▶ Tarefas a realizar:
[1] Segundo a reflexão budista, onde se encontra a veracidade da vida e da morte?
[2] Resuma a reflexão budista em duas frases.

REFLEXÃO BUDISTA:

A noção que ainda a maioria do mundo ocidental possui sobre a vida e a morte, que são dois factores ou factos inultrapassáveis, é como se fosse um tabu indesvendável, amedrontador e inteiramente inconveniente de se pensar ou dialogar sobre. Ao contrário, o discernimento ainda para muitos indivíduos julgado de revolucionário na Filosofia Budista sobre esta tão premente temática, é que, a veracidade da vida e da morte se encontra na mente humana, e em nenhum outro qualquer sítio. Portanto, para o verdadeiro budista a mente humana é divulgada como a base genérica da própria experiência, isto é, a criadora da chamada felicidade e do sofrimento do próprio ser pensante… Por outras palavras, os indivíduos que pensam na vida e na morte como, respectivamente, começo e fim da existência, são os inventores que chamam a materialidade corpórea de vida - e a não-existência física de morte ou falecimento.

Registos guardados
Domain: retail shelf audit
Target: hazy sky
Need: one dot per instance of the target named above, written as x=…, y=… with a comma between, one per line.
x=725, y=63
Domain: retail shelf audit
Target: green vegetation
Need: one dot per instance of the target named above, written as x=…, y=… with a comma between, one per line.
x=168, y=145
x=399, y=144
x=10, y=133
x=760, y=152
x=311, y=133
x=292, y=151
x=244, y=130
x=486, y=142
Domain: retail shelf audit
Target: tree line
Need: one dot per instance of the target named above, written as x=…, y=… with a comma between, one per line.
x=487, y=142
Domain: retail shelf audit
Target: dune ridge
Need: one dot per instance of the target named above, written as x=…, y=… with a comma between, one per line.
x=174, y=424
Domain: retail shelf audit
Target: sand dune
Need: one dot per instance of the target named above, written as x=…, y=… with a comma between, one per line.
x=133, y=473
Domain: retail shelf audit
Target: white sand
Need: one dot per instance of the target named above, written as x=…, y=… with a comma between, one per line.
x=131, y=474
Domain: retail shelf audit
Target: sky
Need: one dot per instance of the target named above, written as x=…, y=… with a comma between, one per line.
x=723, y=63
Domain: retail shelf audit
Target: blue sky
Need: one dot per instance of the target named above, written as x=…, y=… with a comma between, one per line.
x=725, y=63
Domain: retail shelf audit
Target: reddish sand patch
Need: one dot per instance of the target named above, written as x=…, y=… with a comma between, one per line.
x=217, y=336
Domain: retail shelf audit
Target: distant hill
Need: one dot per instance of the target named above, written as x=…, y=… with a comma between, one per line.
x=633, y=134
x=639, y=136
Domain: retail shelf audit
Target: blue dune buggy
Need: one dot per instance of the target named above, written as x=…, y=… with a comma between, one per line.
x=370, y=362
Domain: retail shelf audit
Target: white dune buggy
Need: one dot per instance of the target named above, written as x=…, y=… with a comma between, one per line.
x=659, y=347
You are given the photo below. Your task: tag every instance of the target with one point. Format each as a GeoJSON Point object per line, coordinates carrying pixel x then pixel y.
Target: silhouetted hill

▶ Respostas por tarefa:
[1] Na mente humana, e em nenhum outro sítio.

[2] Grande parte do mundo ocidental ainda vê a vida e a morte como um tabu amedrontador e inconveniente de pensar ou dialogar. Para a Filosofia Budista, a verdade da vida e da morte está na mente humana, criadora da felicidade e do sofrimento, e quem as entende como começo e fim da existência apenas chama vida à materialidade corpórea e morte à não-existência física.